**Instructions for the task**
In the wiki page on network metrics, edit the passage that begins at the words "Degree distribution - Network" and ends after "P(K = k) = C * k^(-γ)". Replace "power-law" with "heavy-tailed" wherever it appears.

START Selected extract

Analyzing Network Metrics - labbces/sugarcane_RNAome GitHub Wiki

Node degrees (genes) for each network were calculated using this script. This measurement is essential for understanding the connectivity within the network, as the degree of a node represents the number of connections it has to other nodes. Highly connected nodes, or hubs, can significantly influence network dynamics and robustness.

The degree distribution was analyzed using this script, resulting in the following degree distribution. The degree distribution provides insights into the network's topology and helps identify whether the network follows common patterns such as a normal distribution, power-law distribution, or another type.

Note: Before plotting the degree distribution, it is necessary to sort the genes by their degree. e.g:

sort -k2,2nr Perlo2022_counts_filters_VST_CNC_CV_above0.6_mcl_degree.tsv > Perlo2022_counts_filters_VST_CNC_CV_above0.6_mcl_degree_sorted.tsv

Degree distribution - Network Perlo CV > 0.6

To further investigate the nature of the network, a scale-free network analysis was performed using this script. Scale-free networks are characterized by a power-law degree distribution, where a few nodes (hubs) have many connections, while most nodes have few connections. This property has been observed in many biological networks and is believed to contribute to their robustness and resilience against random failures.

Degree distribution by panRNAome category - Network Perlo CV > 0.6

Degree distribution (log-log) - Network Perlo CV > 0.6

The degree distribution of a scale-free graph can be described by a power-law function, particularly for large values of 𝑘.

P(K = k) = C * k^(-γ)

When this function is plotted on a double logarithmic scale, it appears as a straight line with a slope of -γ. This property has been used as the standard criterion for determining whether a graph is scale-free and for estimating the value of γ. As shown in the figure above, this Probability Distribution Function (PDF) is very noisy for large k, resulting in unreliable estimates of γ.

END Selected extract
START Given entries

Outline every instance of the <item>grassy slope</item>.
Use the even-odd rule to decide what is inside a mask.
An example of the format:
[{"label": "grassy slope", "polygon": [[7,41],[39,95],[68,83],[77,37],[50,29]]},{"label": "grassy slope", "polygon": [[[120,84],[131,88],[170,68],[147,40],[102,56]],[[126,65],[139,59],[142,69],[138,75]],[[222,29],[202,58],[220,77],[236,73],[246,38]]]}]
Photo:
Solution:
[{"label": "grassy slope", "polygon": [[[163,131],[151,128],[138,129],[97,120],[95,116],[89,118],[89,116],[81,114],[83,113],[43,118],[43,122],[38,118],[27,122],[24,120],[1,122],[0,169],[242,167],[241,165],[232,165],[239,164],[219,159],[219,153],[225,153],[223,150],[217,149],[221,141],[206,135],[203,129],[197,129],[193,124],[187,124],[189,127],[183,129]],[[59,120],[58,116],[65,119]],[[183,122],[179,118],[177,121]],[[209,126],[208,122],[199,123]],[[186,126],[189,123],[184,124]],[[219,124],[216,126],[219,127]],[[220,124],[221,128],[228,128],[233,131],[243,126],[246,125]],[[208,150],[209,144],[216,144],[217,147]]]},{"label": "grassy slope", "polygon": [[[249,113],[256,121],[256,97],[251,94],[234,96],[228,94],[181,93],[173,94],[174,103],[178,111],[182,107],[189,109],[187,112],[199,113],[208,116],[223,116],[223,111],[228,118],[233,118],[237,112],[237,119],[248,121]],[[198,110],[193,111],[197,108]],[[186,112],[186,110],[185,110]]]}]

END Given entries

**Your solution**
Degree distribution - Network Perlo CV > 0.6

To further investigate the nature of the network, a scale-free network analysis was performed using this script. Scale-free networks are characterized by a heavy-tailed degree distribution, where a few nodes (hubs) have many connections, while most nodes have few connections. This property has been observed in many biological networks and is believed to contribute to their robustness and resilience against random failures.

Degree distribution by panRNAome category - Network Perlo CV > 0.6

Degree distribution (log-log) - Network Perlo CV > 0.6

The degree distribution of a scale-free graph can be described by a heavy-tailed function, particularly for large values of 𝑘.

P(K = k) = C * k^(-γ)